PROBLEM REQUIREMENTS: Quote each line exactly, from the line that contains "Please put a point on the fried" down to the last line of the listing, and no other lines.

═══

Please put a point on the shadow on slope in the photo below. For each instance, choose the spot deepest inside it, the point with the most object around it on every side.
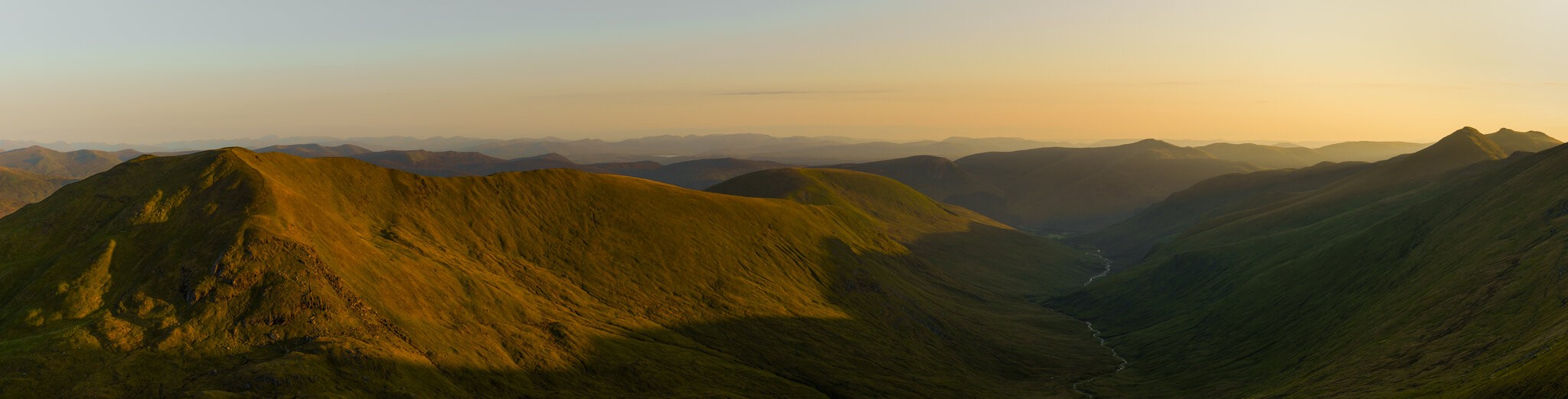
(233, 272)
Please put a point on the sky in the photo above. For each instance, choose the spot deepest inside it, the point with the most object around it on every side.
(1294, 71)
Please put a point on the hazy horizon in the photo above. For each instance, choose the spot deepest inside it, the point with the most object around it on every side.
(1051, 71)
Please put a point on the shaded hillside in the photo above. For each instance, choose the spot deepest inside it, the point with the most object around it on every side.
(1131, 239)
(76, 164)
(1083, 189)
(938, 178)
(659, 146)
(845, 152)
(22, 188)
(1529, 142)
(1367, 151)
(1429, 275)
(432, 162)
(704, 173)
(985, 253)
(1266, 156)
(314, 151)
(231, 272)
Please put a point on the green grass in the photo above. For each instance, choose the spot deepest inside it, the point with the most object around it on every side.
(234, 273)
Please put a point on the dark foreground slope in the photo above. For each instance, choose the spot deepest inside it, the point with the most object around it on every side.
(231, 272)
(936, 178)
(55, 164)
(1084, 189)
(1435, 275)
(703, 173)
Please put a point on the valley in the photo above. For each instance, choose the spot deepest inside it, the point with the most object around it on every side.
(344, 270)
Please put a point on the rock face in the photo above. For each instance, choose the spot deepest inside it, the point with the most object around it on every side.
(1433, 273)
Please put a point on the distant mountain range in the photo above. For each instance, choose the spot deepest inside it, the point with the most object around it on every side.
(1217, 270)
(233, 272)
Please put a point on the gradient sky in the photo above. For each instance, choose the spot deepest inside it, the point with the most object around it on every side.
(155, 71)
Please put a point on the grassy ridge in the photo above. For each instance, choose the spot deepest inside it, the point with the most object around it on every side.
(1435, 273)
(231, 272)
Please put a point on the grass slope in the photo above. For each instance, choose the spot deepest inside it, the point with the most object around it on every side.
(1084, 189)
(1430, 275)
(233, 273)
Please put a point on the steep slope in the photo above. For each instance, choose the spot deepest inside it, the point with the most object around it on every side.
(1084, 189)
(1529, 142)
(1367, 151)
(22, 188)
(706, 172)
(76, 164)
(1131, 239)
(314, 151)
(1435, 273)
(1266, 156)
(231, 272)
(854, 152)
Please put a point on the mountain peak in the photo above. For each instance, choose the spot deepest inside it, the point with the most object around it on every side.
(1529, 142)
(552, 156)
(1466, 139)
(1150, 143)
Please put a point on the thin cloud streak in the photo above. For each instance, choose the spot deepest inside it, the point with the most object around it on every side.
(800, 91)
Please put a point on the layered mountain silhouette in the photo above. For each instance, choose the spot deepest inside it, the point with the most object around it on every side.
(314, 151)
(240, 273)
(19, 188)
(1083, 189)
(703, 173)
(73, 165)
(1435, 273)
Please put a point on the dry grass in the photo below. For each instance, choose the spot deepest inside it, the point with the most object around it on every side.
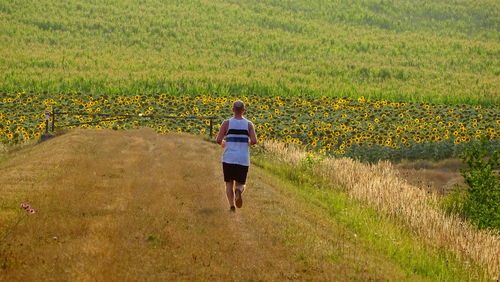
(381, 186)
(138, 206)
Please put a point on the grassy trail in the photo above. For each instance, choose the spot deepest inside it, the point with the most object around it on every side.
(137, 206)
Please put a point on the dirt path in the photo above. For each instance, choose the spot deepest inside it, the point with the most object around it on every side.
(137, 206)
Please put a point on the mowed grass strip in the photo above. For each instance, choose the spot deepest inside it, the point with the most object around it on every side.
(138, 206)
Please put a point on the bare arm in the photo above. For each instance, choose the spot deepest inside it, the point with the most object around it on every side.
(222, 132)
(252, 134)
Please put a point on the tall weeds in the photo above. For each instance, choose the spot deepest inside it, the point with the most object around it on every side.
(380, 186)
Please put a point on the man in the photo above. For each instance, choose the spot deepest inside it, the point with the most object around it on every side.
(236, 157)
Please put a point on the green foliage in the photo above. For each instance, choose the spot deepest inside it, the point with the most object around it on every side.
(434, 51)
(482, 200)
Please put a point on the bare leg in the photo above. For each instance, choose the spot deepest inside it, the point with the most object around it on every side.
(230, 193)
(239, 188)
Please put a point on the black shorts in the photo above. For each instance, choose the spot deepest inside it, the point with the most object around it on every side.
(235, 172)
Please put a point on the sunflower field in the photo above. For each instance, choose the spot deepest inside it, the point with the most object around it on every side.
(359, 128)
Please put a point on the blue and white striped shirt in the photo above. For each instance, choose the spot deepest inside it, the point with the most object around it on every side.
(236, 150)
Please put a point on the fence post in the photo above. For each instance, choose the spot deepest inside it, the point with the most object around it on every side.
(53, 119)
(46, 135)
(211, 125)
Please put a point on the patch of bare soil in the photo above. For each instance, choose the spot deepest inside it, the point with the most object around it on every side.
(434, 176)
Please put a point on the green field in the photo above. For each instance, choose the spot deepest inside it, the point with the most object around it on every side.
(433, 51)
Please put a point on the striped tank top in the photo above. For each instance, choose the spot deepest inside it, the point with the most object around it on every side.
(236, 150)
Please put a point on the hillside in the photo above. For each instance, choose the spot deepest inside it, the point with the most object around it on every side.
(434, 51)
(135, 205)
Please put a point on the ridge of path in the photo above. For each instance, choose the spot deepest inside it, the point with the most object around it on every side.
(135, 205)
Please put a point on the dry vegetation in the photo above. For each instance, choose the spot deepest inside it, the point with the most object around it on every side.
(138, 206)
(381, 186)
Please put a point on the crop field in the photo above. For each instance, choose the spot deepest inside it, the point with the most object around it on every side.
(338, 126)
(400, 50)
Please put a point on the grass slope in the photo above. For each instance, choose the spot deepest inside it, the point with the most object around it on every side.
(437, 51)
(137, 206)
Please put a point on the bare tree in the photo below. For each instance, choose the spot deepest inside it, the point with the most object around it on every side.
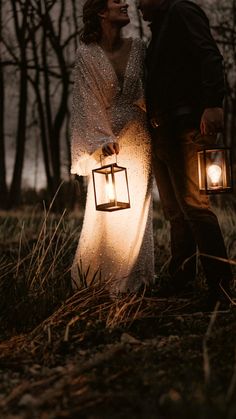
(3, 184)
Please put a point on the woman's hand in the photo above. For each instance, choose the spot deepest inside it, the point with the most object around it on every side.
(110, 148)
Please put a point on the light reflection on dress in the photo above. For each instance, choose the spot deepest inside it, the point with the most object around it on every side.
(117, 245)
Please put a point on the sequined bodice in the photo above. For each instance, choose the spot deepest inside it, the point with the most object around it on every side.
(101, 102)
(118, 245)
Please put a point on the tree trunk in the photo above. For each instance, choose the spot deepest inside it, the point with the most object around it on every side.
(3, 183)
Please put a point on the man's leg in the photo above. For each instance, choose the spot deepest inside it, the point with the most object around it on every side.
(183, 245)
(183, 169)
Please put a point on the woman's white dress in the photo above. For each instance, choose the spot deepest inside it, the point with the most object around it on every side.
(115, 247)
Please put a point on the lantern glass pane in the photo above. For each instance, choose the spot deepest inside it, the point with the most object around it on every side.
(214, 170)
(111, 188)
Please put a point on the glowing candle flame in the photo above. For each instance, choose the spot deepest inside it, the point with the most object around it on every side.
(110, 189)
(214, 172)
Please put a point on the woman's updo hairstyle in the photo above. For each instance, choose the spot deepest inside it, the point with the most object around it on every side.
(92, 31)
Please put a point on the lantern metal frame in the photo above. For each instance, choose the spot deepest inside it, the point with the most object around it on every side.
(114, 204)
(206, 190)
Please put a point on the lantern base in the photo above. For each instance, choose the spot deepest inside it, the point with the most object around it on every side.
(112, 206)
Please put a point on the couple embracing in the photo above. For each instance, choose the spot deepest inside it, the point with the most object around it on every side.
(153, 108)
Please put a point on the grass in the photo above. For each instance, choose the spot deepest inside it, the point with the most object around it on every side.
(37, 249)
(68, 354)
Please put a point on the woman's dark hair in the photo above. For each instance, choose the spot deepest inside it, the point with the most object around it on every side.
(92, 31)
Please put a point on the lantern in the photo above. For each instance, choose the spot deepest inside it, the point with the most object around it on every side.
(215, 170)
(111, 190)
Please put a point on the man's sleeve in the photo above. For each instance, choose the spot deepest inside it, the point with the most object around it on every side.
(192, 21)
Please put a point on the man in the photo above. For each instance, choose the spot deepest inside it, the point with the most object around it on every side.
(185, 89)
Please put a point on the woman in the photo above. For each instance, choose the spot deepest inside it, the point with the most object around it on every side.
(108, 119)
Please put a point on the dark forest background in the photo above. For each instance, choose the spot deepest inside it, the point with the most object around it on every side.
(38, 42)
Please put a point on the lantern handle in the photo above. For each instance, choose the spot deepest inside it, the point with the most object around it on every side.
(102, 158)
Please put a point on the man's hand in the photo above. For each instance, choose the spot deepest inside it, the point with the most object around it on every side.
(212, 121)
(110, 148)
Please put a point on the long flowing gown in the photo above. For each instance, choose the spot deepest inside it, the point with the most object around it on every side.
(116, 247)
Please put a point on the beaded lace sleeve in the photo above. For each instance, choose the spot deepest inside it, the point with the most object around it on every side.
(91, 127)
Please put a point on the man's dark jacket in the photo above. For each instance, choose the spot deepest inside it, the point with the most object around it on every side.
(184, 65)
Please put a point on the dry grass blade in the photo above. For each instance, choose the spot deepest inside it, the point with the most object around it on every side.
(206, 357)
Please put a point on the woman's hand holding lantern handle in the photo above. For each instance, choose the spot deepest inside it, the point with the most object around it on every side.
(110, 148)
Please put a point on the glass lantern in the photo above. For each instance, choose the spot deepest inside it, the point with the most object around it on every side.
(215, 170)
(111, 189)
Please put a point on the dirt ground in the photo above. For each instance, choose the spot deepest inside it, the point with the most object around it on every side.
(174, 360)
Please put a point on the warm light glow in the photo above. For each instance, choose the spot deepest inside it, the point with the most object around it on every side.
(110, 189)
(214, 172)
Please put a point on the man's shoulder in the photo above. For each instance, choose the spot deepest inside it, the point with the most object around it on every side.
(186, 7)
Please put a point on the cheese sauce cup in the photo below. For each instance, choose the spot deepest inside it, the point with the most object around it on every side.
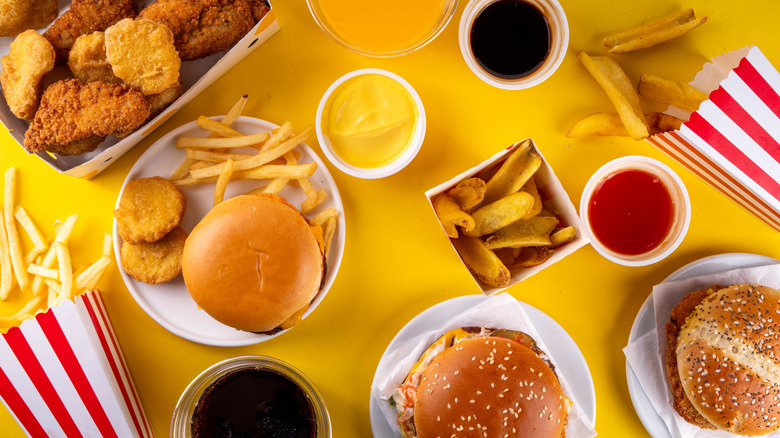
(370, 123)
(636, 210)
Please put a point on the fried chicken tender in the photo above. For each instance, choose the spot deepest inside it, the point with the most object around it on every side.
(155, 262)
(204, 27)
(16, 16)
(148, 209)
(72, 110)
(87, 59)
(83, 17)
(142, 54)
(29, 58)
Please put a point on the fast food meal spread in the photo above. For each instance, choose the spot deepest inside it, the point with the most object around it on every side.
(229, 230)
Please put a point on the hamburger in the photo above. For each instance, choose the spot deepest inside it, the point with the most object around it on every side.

═══

ANSWER TO THE PROBLEM:
Please put a point on the fried chicken tender in the photo above. For each instance, choose the spot deepest inside it, the point with the most object around it on every side.
(155, 262)
(204, 27)
(16, 16)
(148, 209)
(72, 110)
(87, 59)
(83, 17)
(142, 54)
(29, 58)
Please put a point on the fast food meal spread in the photo above. For each instance, choose the spot deepest inside it, the point with the most object around it on every side.
(229, 230)
Please put a point on the hamburger in the photo above. For each instance, choose the spot deepest inside it, the point with the most object around it on every side.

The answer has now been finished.